### YOUR GOAL
Reproduce every record below exactly as it appears.

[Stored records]
--------------------

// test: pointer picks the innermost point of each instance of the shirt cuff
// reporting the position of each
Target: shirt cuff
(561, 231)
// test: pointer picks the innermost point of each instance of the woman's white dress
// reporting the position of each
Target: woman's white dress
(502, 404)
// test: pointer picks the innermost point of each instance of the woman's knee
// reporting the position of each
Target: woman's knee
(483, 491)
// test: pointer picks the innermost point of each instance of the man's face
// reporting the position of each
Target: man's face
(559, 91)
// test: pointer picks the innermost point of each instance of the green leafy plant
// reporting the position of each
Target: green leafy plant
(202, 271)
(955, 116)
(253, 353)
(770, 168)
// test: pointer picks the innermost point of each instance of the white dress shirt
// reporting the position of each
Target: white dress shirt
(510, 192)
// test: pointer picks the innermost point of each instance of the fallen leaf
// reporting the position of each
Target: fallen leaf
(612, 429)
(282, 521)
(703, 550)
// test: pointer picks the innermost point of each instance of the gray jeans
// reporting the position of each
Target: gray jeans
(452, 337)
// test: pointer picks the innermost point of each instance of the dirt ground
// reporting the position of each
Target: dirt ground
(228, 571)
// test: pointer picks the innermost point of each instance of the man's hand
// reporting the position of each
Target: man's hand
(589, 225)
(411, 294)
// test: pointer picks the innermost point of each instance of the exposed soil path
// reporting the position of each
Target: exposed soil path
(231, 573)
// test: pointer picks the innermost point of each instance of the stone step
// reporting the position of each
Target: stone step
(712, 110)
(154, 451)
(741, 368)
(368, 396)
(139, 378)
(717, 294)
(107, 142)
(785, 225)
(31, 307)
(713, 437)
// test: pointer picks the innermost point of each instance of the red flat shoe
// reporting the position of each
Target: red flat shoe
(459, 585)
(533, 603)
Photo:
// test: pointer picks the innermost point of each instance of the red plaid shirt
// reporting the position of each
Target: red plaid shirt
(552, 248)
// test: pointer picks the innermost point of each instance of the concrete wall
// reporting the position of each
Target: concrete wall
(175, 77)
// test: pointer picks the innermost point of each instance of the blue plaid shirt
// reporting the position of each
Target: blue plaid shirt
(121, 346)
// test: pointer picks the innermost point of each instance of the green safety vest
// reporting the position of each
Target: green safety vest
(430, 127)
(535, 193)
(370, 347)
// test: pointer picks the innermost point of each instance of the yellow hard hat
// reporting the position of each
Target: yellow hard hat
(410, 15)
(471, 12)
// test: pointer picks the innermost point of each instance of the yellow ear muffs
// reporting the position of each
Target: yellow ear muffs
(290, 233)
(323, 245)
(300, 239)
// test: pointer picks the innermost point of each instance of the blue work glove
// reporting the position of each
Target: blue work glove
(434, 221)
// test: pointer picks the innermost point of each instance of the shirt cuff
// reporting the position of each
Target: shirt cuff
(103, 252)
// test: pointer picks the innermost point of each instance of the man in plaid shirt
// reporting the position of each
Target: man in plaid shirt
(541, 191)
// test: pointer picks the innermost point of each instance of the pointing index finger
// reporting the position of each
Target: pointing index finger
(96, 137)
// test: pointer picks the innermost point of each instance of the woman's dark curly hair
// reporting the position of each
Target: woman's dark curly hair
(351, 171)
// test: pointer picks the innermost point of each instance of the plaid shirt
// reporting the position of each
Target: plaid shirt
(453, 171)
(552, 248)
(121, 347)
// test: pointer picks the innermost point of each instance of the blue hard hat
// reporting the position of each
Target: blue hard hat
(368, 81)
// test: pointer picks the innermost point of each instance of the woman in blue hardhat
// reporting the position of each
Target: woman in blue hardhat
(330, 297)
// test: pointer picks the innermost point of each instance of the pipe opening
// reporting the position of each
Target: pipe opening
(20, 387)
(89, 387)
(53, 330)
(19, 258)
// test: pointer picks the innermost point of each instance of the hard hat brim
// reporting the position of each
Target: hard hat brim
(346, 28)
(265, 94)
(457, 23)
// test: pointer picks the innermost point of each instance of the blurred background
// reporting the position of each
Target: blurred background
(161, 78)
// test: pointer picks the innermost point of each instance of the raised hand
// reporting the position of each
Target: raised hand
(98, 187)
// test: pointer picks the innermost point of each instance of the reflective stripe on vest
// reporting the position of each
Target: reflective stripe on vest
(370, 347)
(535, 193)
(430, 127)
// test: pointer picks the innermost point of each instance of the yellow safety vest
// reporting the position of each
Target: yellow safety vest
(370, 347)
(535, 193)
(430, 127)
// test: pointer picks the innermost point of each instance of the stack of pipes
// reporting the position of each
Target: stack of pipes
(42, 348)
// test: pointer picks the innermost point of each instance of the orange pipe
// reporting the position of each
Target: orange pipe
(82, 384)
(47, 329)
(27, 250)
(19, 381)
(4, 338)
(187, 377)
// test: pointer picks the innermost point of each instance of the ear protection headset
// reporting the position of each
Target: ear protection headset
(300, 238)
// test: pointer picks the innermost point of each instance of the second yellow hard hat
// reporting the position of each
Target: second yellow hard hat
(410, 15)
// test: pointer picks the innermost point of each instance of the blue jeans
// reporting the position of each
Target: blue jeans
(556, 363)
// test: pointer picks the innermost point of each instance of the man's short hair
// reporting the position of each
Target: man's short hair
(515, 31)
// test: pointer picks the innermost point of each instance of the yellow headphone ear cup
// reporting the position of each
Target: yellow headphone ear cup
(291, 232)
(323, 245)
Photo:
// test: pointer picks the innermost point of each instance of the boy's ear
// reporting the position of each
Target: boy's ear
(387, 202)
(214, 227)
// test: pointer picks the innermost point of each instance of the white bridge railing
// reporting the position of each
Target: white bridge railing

--------------------

### TASK ANSWER
// test: pointer picks the innermost point of each instance of the shirt cuff
// reporting the position of each
Target: shirt cuff
(561, 231)
// test: pointer picks the innermost point of each instance of the woman's white dress
// reporting the position of each
Target: woman's white dress
(502, 404)
// test: pointer picks the innermost point of each instance of the woman's knee
// reporting the position of each
Target: woman's knee
(483, 491)
// test: pointer picks the innermost point of each instance of the man's face
// reporting the position of each
Target: man's face
(559, 91)
// test: pointer picks the innermost point of each instance of the green leafy plant
// reporting the position of each
Target: green leafy plant
(202, 271)
(955, 116)
(253, 353)
(770, 168)
// test: pointer picks the innermost point of each instance of the white dress shirt
// reporting the position of each
Target: white dress shirt
(510, 192)
// test: pointer picks the innermost point of each instance of the fallen leaf
// reporting the position of each
Target: fallen leaf
(612, 429)
(282, 521)
(703, 550)
// test: pointer picks the innermost point of each instance of the gray jeans
// reporting the position of each
Target: gray jeans
(452, 337)
// test: pointer picks the innermost point of each instance of the dirt ground
// reporting the position of each
Target: dirt ground
(228, 571)
// test: pointer picks the innermost point of each instance of the man's hand
// reporting the position of each
Target: man's hand
(589, 225)
(411, 294)
// test: pointer picks the innermost point of each instance of the exposed soil path
// reporting the position of each
Target: exposed soil path
(231, 573)
// test: pointer picks the innermost point of each instance of the stone step
// reporting the position of each
Target: stone step
(712, 110)
(154, 451)
(741, 368)
(368, 396)
(139, 378)
(717, 294)
(107, 142)
(785, 225)
(31, 307)
(713, 437)
// test: pointer picks the innermost point of each instance of the red flat shoe
// reporting the position of each
Target: red flat shoe
(459, 585)
(533, 603)
Photo:
// test: pointer picks the innermost point of each instance of the red plaid shirt
// reporting the position of each
Target: red plaid shirt
(552, 248)
// test: pointer picks the innermost point of each instance of the concrete wall
// reporting the position of each
Target: concrete wall
(175, 77)
// test: pointer picks the innermost point of each instance of the blue plaid shirt
// reporting the position of each
Target: blue plaid shirt
(121, 346)
// test: pointer picks the innermost point of each instance of the green safety vest
// reporting the position of each
Target: green safety vest
(430, 127)
(535, 193)
(370, 347)
// test: pointer picks the innermost point of each instance of the yellow hard hat
// reporting the position of each
Target: yellow hard hat
(410, 15)
(471, 12)
// test: pointer picks the innermost point of each instance of the yellow ear muffs
// reporting the position of each
Target: yellow ear muffs
(290, 233)
(323, 245)
(300, 239)
// test: pointer picks the innermost point of each instance of the blue work glove
// reporting the position of each
Target: blue work glove
(434, 221)
// test: pointer picks the innermost point of each instance of the shirt cuff
// reporting the position of each
Target: shirt cuff
(103, 252)
// test: pointer picks the innermost point of each instance of the man in plaid shirt
// reporting the position of each
Target: man in plaid shirt
(541, 191)
// test: pointer picks the innermost point of each instance of the pointing index finger
// reporting the position of each
Target: pointing index finger
(96, 137)
// test: pointer picks the innermost point of each instance of the woman's dark curly hair
// reporting the position of each
Target: woman's dark curly hair
(351, 171)
// test: pointer picks the innermost point of each instance of the plaid shirt
// reporting the position of each
Target: plaid shirt
(453, 171)
(552, 248)
(121, 347)
// test: pointer picks the innermost point of each instance of the blue hard hat
// reporting the position of each
Target: blue hard hat
(368, 81)
// test: pointer picks the innermost point of each instance of the woman in blue hardhat
// reporting the position of each
Target: woman in blue hardhat
(330, 297)
// test: pointer picks the innermost point of each instance of the pipe opening
// reporting the position of each
Target: pipe opening
(20, 387)
(89, 387)
(53, 330)
(19, 258)
// test: pointer picks the innermost point of each instance of the hard hat brim
// reporting the position of each
Target: hard hat brim
(346, 28)
(265, 94)
(457, 23)
// test: pointer picks the innermost point of each instance of the blurred background
// reporting the position of each
Target: blurred background
(161, 78)
// test: pointer picks the innermost point of each instance of the raised hand
// reporting the position of each
Target: raised hand
(98, 187)
// test: pointer picks the innermost point of each instance of the reflective stripe on vest
// reporting the position of each
Target: reflective stripe on vest
(370, 347)
(535, 193)
(430, 127)
// test: pointer picks the innermost point of each instance of the yellow safety vest
// reporting the position of each
Target: yellow safety vest
(370, 347)
(535, 193)
(430, 127)
// test: pointer picks the innermost point of each instance of the stack of pipes
// reporting the position of each
Target: stack of pipes
(42, 348)
// test: pointer picks the innermost point of each instance of the orange pipe
// reporting the position of each
Target: orange pipe
(82, 384)
(47, 329)
(27, 250)
(19, 381)
(4, 338)
(187, 377)
// test: pointer picks the innermost point of each instance of the ear protection headset
// reporting the position of each
Target: ear protection headset
(300, 238)
// test: pointer picks the innermost point of each instance of the second yellow hard hat
// reporting the position of each
Target: second yellow hard hat
(410, 15)
// test: pointer picks the innermost point of each instance of the blue jeans
// reporting the position of each
Target: blue jeans
(556, 363)
// test: pointer picks the innermost point of each instance of the man's short hair
// reporting the position of each
Target: man's short hair
(515, 31)
// test: pointer picks the innermost point of each instance of the yellow headphone ear cup
// reporting the position of each
Target: yellow headphone ear cup
(291, 232)
(323, 245)
Photo:
// test: pointer picks the innermost point of each instance of the boy's ear
// reporting the position of each
Target: boy's ear
(387, 202)
(214, 227)
// test: pointer picks the innermost point of each instance of the white bridge railing
// reporting the position of each
Target: white bridge railing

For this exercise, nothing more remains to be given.